» **Work item**
A verbatim reproduction of the lines below, from the line containing "x=852 y=787" through the line containing "x=1056 y=61", both ends included, is the whole required output.

++++ Given entries

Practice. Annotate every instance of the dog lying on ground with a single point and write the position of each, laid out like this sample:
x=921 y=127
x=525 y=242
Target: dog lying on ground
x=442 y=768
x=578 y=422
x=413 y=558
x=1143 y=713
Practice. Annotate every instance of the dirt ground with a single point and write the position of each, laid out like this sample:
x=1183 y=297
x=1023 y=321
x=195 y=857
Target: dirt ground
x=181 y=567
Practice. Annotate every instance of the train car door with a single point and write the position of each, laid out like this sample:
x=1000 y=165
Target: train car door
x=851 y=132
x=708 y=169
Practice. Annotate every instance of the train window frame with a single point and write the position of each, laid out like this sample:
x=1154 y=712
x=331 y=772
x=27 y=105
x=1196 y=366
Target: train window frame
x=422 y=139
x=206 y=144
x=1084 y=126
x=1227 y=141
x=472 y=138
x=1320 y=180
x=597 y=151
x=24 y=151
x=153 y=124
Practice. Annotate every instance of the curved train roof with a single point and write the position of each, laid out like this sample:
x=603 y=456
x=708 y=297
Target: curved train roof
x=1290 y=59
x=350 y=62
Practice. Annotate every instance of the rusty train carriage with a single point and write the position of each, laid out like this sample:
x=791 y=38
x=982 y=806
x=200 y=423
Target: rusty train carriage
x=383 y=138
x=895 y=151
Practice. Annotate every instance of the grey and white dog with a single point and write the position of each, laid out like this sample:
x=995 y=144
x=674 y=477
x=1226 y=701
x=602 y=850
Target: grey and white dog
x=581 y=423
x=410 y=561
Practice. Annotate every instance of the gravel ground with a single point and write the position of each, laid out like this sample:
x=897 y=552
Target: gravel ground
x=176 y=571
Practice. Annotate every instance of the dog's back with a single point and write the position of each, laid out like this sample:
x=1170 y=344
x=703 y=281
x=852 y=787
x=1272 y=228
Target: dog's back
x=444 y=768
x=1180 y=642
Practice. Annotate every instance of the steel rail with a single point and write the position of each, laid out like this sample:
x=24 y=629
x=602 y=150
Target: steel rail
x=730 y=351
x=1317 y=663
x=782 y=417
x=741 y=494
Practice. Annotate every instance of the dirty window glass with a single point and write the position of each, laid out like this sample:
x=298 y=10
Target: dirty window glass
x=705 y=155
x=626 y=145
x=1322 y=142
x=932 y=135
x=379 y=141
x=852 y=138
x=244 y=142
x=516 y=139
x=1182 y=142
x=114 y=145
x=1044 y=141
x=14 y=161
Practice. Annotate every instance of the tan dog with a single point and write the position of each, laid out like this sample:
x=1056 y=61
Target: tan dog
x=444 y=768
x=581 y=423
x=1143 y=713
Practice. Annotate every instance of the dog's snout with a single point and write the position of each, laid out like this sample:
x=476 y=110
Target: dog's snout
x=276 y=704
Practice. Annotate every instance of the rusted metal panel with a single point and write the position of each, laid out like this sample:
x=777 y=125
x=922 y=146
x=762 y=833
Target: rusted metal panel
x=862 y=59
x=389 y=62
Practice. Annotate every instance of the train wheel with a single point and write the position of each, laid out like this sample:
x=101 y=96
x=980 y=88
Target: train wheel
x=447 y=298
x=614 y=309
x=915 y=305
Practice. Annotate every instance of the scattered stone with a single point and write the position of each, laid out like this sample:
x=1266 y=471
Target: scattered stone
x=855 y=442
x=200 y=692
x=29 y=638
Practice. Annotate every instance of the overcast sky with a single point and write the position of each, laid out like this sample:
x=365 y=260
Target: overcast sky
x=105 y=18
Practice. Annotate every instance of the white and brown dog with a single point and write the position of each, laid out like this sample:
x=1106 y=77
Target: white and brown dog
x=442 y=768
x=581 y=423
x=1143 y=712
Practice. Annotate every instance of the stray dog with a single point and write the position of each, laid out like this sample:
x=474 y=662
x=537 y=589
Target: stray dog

++++++++

» **The answer**
x=852 y=787
x=1272 y=228
Target: dog's back
x=444 y=768
x=1180 y=642
Practice. Annotate every instance of the steel rail with a single point and write the position of each, laid out like this sample:
x=24 y=629
x=602 y=150
Target: steel rail
x=730 y=351
x=1317 y=663
x=782 y=417
x=741 y=494
Practice. Annotate every instance of the dirty window glass with a single point and write the position of each, laid out like this sample:
x=298 y=10
Target: dirty window glass
x=705 y=155
x=626 y=145
x=1322 y=142
x=932 y=135
x=379 y=141
x=852 y=138
x=244 y=142
x=516 y=139
x=1182 y=142
x=114 y=145
x=1044 y=141
x=14 y=161
Practice. Annotate every instance of the tan dog with a single point and write the position of each, laid out like this sample:
x=1056 y=61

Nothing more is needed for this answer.